PROBLEM SET:
1. Using the passage on lipid film isotherms, answer the following:
(a) What peak compression modulus did the PC system reach?
(b) What Tm is given for POPG?
(c) At what surface pressure did the films containing gelatin NPs collapse?
2. Write the next portion of the passage on lipid film isotherms, beginning after its final sentence.

SUPPLIED TEXT:
= = = =

The Cm of the PC system displayed a dip corresponding to coexistence phase at 13 mN m−1 (Fig. 2B) and a peak modulus of around 82 mN m−1, which was much lower than DPPC alone and is due to increased fluidity of the unsaturated lipids. All other systems showed the isotherm phase coexistence shoulder as isotherm dips between 8 and 15 mN m−1 and were more fluid in nature with a maximum Cm of 56 mN m−1 compared to 82 mN m−1 (Fig. 2B). All systems were similar between 25 and 35 mN m−1 with lower Cm values for NP containing films above this range.
The PG system contains DPPG:POPG:SOPG:16:0/16-1PG at 1:6:4.4:2 mol ratios which is derived from a mass spectroscopy study.33 POPG is also very fluid with a Tm of −2 °C.67 A Tm for SOPG has not been published but PC and PG lipids have similar transition temperatures71 and the Tm of SOPC has been reported as 6 °C.69 For the 16:0/16:1PG (16:1PG), a similar Tm as the PC variant can be estimated, which makes the system controlled by fluid lipids.
The area–pressure isotherms in Fig. 2C were more complex than our previously investigated DPPG/POPG. The PG lipid films entered the LE phase at 120 Å2 mol−1 and collapsed at a surface pressure of 40 mN m−1 (Fig. 2C). The change at 35 mN m−1 to a gentler slope could also be due to functional multilayer formation as discussed above. SP-B1–25 shifts the transition to the LE phase 12 Å2 mol−1 higher than control to 132 Å2 mol−1. The slope was gentler with a minor shoulder at 22 mN m−1 and a similar collapse pressure of 40 mN m−1. The addition of 10:1 PLGA NPs increased the molecular area, and the surface pressure to around 3 mN m−1 at the starting area of 130 Å2 mol−1. The 1:1 addition of PLGA nanoparticles isotherm resulted in a starting pressure of 8 mN m−1. Both additions did not change the collapse pressure of 40 mN m−1 (Fig. 2C). The GNP containing system had the same lift off at 132 Å2 mol−1 as the peptide containing films. However, gelatin NPs resulted in a more gradual increase in surface pressure, a shoulder at 20 mN m−1 and earlier collapse than all other systems at 33 mN m−1 (Fig. 2C).

= = = =

Dataset excerpts:
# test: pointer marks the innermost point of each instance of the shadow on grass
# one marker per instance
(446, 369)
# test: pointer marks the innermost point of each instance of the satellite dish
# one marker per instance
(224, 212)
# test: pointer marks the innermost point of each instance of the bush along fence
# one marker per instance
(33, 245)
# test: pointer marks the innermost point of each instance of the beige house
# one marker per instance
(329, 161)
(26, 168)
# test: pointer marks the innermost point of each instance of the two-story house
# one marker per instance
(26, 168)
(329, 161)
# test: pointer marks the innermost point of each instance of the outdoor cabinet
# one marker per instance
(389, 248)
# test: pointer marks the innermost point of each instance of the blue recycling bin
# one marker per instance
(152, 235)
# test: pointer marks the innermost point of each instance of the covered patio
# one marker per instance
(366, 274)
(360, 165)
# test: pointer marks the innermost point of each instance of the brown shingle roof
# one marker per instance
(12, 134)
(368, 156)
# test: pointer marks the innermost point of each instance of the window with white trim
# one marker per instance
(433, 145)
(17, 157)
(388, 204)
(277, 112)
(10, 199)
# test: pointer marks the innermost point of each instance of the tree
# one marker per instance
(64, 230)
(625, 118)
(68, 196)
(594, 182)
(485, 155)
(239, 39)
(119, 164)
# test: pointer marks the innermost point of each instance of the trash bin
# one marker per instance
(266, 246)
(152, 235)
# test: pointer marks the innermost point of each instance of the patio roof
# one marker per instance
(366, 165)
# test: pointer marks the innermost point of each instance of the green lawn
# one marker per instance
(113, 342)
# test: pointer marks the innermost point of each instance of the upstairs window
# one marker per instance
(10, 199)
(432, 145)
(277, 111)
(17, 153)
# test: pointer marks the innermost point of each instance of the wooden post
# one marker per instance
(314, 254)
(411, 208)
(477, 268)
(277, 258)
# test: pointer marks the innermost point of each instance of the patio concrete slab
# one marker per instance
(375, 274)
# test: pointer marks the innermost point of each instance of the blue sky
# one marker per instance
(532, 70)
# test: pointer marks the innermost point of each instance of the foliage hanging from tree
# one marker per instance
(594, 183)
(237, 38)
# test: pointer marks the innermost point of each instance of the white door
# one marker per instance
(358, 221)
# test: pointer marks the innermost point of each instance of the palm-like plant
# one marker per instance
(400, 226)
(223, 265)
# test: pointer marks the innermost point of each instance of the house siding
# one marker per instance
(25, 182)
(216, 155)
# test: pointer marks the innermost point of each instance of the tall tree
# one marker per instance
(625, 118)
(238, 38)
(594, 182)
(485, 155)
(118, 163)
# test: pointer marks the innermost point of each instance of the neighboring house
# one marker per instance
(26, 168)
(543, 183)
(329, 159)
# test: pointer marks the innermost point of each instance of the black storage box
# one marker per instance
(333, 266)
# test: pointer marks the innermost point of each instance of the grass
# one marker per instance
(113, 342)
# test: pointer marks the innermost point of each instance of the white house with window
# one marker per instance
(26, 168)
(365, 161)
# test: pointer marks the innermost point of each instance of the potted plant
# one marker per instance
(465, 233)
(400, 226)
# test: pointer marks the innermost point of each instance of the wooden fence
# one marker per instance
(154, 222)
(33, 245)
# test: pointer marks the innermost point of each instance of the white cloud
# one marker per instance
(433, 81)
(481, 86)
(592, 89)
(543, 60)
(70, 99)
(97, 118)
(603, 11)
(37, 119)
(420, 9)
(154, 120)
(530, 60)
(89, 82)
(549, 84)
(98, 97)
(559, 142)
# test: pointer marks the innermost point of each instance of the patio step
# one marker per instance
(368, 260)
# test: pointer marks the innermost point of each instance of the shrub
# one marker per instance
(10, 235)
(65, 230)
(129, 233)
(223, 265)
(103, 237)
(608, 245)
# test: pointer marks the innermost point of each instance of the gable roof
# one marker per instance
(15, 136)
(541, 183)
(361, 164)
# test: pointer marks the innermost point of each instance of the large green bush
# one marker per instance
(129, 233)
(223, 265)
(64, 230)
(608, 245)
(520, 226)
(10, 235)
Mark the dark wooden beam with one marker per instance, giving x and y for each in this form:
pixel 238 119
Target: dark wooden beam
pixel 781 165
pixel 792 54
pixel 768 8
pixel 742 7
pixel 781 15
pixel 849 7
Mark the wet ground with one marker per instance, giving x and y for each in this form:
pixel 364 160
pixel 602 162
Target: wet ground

= = = =

TASK RESULTS:
1.
(a) Around 82 mN m−1.
(b) −2 °C.
(c) 33 mN m−1.

2.
The compression modulus profiles displayed a peak of 57 mN m−1 at a surface pressure of 26 mN m−1 as expected for a system enriched in unsaturated lipids (Fig. 2D). SP-B1–25 induced a dip at 22 mN m−1, reflecting the shoulder in the area–pressure isotherm, and reached a lower peak value of 46 mN m−1 indicating increased fluidity (Fig. 2D, arrow). NP additions only slightly lowered compression modulus values, especially above surface pressures of 30 mN m−1, with 35 mN m−1 for the PLGA NPs and around 28 mN m−1 for GNP which exhibited a maximum of 35 mN m−1 at lower pressures (Fig. 2D).
Like for both DPPC and DPPG lipid systems, SP-B1–25 increased the molecular area in both PC and PG lipid systems indicating peptide–lipid interactions. The peptide did not affect the stability of PC and PG systems as the collapse pressure was increased for PC by about 2 mN m−1 and maintained for the PG system.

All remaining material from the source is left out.